**Task**
Identify every line in the listing below that contains the string "cluster", and copy each such line in full.

Named-object pointing records
______
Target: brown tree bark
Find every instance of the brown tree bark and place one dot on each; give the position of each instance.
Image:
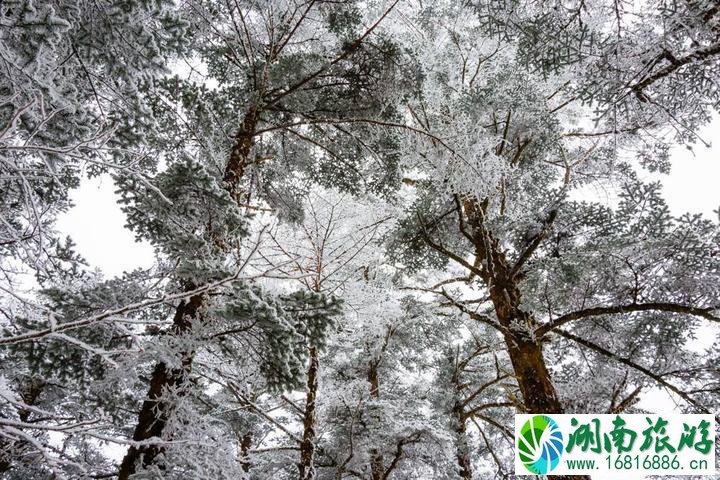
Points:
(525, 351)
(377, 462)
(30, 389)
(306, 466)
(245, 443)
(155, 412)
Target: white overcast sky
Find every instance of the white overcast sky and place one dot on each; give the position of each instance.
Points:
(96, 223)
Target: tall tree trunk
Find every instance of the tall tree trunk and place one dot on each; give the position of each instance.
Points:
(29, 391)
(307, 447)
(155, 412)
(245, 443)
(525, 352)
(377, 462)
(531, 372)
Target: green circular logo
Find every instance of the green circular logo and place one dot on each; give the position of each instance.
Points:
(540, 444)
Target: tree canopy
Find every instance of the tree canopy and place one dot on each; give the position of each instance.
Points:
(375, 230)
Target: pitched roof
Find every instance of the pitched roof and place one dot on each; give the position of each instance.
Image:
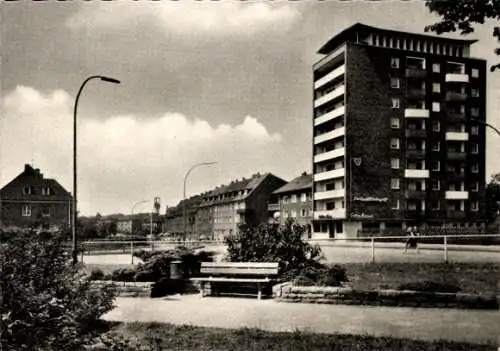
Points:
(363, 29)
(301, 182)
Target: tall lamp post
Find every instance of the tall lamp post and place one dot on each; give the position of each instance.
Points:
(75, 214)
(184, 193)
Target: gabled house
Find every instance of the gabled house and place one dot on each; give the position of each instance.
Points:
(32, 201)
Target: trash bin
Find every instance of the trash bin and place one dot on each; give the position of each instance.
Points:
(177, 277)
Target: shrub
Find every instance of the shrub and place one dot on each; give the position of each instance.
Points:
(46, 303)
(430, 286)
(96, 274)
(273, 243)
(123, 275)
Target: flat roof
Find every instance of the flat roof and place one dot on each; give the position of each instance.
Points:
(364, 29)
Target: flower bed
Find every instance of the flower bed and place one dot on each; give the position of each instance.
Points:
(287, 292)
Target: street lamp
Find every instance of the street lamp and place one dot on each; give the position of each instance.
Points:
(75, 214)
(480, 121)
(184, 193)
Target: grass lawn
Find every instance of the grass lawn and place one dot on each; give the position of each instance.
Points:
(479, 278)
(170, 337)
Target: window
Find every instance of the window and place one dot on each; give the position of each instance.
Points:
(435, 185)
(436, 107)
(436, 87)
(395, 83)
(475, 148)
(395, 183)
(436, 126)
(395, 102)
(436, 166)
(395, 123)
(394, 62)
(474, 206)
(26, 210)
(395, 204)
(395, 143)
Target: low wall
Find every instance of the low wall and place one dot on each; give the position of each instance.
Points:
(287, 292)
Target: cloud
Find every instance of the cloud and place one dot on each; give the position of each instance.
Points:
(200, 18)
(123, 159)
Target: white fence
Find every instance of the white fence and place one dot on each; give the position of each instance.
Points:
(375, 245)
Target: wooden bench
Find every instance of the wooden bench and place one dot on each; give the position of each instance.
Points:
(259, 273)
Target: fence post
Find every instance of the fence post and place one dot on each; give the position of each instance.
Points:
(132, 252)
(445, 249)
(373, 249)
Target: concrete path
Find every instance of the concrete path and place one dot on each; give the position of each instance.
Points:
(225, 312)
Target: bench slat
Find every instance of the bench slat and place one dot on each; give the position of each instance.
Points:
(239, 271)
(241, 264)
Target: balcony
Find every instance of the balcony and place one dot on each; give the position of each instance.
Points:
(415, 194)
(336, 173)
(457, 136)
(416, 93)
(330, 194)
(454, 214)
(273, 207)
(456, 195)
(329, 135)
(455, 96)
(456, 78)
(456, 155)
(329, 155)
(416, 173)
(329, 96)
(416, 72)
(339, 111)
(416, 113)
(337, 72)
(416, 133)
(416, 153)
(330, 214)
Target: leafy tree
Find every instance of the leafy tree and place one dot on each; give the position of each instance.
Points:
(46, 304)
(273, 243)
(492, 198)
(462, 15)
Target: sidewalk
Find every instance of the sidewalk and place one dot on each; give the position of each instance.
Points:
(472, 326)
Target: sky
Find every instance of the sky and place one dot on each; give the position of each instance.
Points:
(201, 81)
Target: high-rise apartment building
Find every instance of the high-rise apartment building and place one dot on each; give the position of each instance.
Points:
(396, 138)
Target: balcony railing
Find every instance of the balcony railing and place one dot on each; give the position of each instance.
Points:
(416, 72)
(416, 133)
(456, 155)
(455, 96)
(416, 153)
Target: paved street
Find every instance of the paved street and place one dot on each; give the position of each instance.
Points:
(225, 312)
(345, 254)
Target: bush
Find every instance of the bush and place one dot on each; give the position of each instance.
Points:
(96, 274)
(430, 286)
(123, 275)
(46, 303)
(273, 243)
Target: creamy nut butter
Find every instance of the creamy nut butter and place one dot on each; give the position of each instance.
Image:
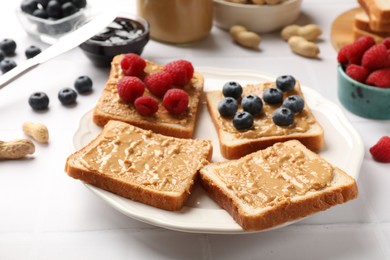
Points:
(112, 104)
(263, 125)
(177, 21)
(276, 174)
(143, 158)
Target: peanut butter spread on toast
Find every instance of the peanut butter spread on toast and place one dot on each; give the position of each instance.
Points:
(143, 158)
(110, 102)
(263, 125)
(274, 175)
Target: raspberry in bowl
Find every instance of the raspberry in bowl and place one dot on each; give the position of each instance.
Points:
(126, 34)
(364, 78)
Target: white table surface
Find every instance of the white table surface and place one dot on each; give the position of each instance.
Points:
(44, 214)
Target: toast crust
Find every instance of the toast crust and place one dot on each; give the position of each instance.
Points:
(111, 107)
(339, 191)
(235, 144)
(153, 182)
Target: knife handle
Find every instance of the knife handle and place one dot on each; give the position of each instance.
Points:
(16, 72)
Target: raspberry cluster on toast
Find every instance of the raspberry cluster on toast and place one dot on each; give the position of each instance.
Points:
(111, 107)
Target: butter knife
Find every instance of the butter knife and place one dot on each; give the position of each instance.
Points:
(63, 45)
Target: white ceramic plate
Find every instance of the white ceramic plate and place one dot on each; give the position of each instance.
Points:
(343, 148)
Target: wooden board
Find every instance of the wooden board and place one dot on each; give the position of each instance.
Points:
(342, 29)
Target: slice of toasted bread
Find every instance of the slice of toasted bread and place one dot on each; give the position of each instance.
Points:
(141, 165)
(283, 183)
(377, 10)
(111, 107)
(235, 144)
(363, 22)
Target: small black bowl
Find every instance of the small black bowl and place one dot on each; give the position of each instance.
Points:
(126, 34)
______
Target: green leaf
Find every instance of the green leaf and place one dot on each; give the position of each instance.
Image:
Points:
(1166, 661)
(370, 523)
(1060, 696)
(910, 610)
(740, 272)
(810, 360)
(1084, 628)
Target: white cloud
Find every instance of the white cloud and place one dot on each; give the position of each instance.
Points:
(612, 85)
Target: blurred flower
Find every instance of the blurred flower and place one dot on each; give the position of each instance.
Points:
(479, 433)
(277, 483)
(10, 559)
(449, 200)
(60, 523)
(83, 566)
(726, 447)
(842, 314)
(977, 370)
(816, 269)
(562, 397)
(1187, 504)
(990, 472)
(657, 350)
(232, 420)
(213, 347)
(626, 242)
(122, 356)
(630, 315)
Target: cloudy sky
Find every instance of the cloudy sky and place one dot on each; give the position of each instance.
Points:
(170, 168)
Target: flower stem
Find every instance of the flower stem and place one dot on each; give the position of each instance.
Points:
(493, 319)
______
**Answer to this task**
Target: raspberry cluster on toast
Find every instance of the raspberry cluster on toast and place one dot on each; give the position of each instance.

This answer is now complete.